■ THE TASK
Rewrite the entries below as a Markdown table with the columns Row and Line, starting with the line that contains "of the vertical" and going on through the end of the entries, and leave out any blank lines.
=-=-=-=-=
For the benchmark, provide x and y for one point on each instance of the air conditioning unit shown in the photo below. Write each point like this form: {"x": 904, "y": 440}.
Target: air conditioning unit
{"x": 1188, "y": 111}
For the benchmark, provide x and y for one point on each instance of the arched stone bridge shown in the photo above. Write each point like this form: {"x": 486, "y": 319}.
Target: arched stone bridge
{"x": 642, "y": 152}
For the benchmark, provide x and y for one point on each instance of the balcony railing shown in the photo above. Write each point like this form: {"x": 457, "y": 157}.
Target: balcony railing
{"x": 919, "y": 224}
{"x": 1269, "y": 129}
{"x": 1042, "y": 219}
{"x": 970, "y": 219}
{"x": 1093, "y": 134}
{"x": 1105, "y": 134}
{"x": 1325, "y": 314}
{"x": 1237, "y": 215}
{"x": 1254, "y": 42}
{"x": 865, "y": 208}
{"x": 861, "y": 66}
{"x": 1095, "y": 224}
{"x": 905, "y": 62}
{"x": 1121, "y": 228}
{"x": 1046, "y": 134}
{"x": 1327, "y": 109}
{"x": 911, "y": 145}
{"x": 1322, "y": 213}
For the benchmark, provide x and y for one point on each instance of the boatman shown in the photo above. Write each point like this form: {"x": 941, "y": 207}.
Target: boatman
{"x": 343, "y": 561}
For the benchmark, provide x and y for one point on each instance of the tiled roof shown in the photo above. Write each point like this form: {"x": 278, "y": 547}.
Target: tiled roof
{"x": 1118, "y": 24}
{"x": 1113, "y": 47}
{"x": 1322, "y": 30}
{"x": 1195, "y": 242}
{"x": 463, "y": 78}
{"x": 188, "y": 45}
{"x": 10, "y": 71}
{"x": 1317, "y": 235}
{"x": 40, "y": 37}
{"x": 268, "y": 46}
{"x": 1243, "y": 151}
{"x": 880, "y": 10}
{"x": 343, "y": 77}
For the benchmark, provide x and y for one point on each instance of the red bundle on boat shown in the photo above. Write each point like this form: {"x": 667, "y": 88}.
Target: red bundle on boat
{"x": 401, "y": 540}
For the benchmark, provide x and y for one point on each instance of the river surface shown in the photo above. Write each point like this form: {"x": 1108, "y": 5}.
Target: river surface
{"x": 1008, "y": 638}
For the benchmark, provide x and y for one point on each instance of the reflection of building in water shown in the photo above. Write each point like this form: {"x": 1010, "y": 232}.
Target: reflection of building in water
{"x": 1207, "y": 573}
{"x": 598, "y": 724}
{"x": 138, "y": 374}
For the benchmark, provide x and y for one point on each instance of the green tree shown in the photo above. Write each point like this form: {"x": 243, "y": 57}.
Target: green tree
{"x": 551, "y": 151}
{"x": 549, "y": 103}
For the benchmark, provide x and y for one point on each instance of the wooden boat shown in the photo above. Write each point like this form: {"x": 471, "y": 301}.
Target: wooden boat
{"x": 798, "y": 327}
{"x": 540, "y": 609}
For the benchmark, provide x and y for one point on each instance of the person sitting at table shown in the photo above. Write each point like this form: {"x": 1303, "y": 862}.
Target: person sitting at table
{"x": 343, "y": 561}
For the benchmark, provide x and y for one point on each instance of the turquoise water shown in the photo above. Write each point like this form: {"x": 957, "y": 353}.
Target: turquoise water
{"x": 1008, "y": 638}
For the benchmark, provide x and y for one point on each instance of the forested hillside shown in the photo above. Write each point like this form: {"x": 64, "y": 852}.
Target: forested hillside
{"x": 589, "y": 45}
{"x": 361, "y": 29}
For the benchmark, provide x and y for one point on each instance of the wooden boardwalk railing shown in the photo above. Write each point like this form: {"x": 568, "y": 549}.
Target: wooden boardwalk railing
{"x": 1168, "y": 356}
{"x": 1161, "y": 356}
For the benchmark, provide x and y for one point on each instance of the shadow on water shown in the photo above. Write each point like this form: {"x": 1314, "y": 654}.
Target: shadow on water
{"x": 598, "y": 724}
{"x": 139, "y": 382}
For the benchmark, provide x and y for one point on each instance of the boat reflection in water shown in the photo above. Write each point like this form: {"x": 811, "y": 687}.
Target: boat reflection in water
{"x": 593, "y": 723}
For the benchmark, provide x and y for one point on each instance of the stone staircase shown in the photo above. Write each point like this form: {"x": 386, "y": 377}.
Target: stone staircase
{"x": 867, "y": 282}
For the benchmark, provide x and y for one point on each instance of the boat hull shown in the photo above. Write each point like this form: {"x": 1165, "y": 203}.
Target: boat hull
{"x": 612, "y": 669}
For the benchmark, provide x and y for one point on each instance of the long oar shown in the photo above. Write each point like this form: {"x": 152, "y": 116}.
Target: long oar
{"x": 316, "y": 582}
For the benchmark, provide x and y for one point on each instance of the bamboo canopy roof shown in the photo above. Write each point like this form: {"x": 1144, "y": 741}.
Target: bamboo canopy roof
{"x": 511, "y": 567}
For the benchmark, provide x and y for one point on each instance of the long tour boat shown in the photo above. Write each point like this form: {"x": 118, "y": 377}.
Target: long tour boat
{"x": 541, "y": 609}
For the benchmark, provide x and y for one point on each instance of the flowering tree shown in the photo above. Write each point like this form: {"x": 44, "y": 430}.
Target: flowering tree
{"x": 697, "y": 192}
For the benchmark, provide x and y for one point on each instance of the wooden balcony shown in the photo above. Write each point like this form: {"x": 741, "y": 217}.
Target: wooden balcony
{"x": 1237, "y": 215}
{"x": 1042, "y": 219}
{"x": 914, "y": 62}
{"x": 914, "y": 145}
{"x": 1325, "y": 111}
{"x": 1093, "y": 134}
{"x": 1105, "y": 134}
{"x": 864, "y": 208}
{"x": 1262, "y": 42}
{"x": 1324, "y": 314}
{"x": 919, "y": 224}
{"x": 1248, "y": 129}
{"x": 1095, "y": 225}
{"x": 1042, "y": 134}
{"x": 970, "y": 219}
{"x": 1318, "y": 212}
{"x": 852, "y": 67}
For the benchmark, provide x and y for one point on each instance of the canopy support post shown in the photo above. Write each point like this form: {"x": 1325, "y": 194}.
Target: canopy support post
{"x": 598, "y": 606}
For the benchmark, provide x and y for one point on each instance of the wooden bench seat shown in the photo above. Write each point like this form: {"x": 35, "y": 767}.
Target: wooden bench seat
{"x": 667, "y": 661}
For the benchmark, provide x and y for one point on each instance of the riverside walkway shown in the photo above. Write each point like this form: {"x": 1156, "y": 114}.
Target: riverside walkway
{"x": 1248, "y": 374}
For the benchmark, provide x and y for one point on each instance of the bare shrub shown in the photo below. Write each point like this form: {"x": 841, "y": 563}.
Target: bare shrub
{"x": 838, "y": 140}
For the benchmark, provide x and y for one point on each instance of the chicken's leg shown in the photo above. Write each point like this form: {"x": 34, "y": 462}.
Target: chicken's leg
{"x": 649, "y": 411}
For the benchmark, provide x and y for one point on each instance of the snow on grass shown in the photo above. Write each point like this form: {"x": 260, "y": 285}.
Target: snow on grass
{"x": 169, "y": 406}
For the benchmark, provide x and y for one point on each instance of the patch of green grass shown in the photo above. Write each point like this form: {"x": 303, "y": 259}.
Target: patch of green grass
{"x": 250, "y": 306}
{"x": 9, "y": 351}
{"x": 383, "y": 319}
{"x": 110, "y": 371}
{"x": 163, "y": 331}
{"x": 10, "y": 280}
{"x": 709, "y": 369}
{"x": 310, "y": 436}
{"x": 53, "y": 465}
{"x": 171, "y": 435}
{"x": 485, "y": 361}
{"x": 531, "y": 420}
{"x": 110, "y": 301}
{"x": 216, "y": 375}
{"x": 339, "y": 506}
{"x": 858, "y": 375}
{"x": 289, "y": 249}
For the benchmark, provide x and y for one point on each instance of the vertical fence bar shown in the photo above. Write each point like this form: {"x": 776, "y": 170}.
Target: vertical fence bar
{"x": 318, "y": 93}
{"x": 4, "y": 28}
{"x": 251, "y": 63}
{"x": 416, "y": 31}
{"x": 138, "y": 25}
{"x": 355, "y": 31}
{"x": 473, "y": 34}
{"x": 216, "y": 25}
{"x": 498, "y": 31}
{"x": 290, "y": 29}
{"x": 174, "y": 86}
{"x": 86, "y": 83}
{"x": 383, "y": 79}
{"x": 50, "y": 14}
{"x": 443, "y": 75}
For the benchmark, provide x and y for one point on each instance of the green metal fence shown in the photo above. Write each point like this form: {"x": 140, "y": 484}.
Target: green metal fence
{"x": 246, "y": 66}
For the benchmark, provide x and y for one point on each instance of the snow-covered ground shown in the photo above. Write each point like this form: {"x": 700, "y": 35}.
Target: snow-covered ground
=-=-=-=-=
■ RESULT
| Row | Line |
|---|---|
| 1 | For the benchmark, provide x and y for one point on each instance of the vertical fence bar shown in the photo above. Write each point like this form: {"x": 776, "y": 170}. |
| 2 | Target: vertical fence bar |
| 3 | {"x": 318, "y": 93} |
| 4 | {"x": 4, "y": 28} |
| 5 | {"x": 251, "y": 63} |
| 6 | {"x": 416, "y": 31} |
| 7 | {"x": 138, "y": 25} |
| 8 | {"x": 355, "y": 31} |
| 9 | {"x": 473, "y": 34} |
| 10 | {"x": 216, "y": 25} |
| 11 | {"x": 498, "y": 31} |
| 12 | {"x": 290, "y": 29} |
| 13 | {"x": 174, "y": 86} |
| 14 | {"x": 86, "y": 83} |
| 15 | {"x": 383, "y": 79} |
| 16 | {"x": 50, "y": 14} |
| 17 | {"x": 443, "y": 75} |
| 18 | For the benchmark, provide x and y for one point on each instance of the green metal fence shown in the photo above. Write each point like this form: {"x": 140, "y": 484}. |
| 19 | Target: green metal fence |
| 20 | {"x": 246, "y": 66} |
| 21 | For the benchmark, provide x and y for one point on each instance of the snow-covered ground shown in the photo above. Write each point like this form: {"x": 700, "y": 35}. |
| 22 | Target: snow-covered ground |